— Text passage —

══════

Fitting a CMS-style simplified likelihood from the full likelihood #1528

WolfgangWaltenberger · 2021-07-14T15:54:06Z

WolfgangWaltenberger
Jul 14, 2021

Hey guys, I wish to fit a simplified likelihood the way CMS defined it from a full likelihood. To this end, I wish to fit a per-signal multivariate Gaussian (and later add an asymmetric term) for all nuisances together. So one single multivariate Gaussian "nuisance" term that correlates all signal regions.

I start with a simple toy model

model = pyhf.simplemodels.uncorrelated_background( signal=[1.0, 1.0], bkg=[30.0, 52.0], bkg_uncertainty=[3.0, 7.0] )

I take it that this is a model with a single channel but two bins. The background expectations are 30 and 52, respectively. They have two(?) Gaussian(?) nuisances, centered around zero and with sigmas of 3 and 7, respectively? The nuisances are uncorrelated, every bin has their own nuisance?

>>> data = [30, 52] + model.config.auxdata                                                        
>>> print ( "data", data )
data [30, 52, 100.0, 55.183673469387756]

I define the data to "sit" exactly at the expectation values. The auxdata is said to be the latter two numbers of

data [30, 52, 100.0, 55.183673469387756]

which is already the first thing I do not understand. Where do the numbers 100 and 55 come from?

══════

— Dataset content —

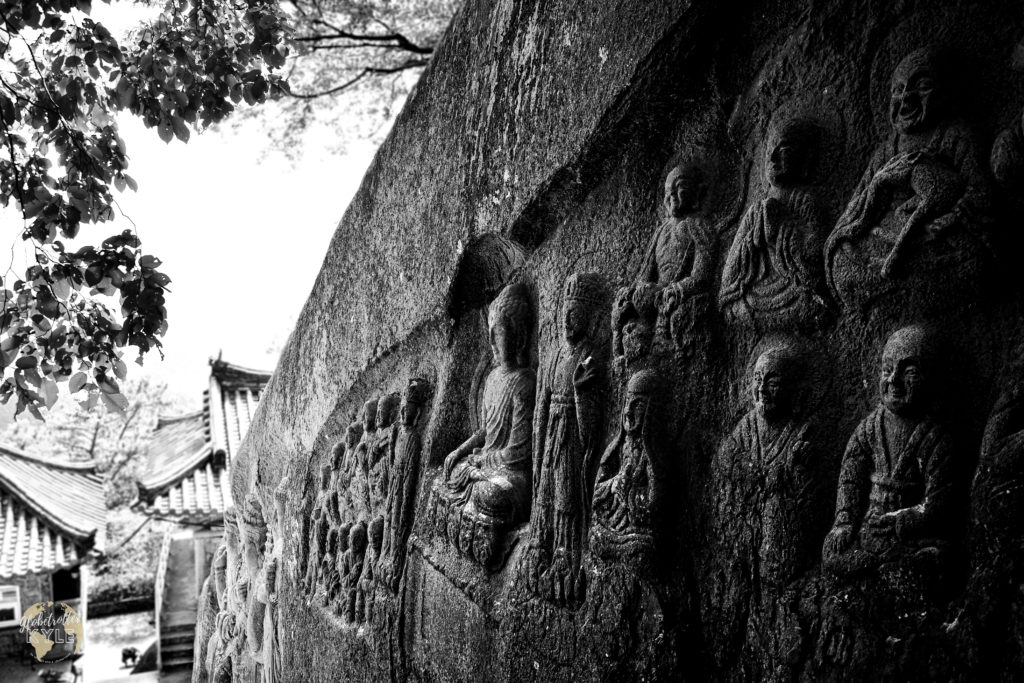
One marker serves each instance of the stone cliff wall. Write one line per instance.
(663, 341)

══════

— List of tasks —
A) Based on the forum post on fitting a simplified likelihood, state whether each of the following statements agrees with the text: (i) the background expectations in the toy model are 30 and 52; (ii) the data are defined to lie exactly at the expectation values; (iii) the author intends to fit a separate Gaussian term for each signal region. Answer each with yes or no, and quote the deciding words of the text.
B) Reproduce the stretch of the forum post on fitting a simplified likelihood from "WolfgangWaltenberger · 2021-07-14T15:54:06Z" through "all signal regions.".

— Task-by-task results —
A)
(i) Yes: "The background expectations are 30 and 52, respectively."
(ii) Yes: "exactly at the expectation values"
(iii) No: "one single multivariate Gaussian" and "that correlates all signal regions"

B)
WolfgangWaltenberger · 2021-07-14T15:54:06Z

WolfgangWaltenberger
Jul 14, 2021

Hey guys, I wish to fit a simplified likelihood the way CMS defined it from a full likelihood. To this end, I wish to fit a per-signal multivariate Gaussian (and later add an asymmetric term) for all nuisances together. So one single multivariate Gaussian "nuisance" term that correlates all signal regions.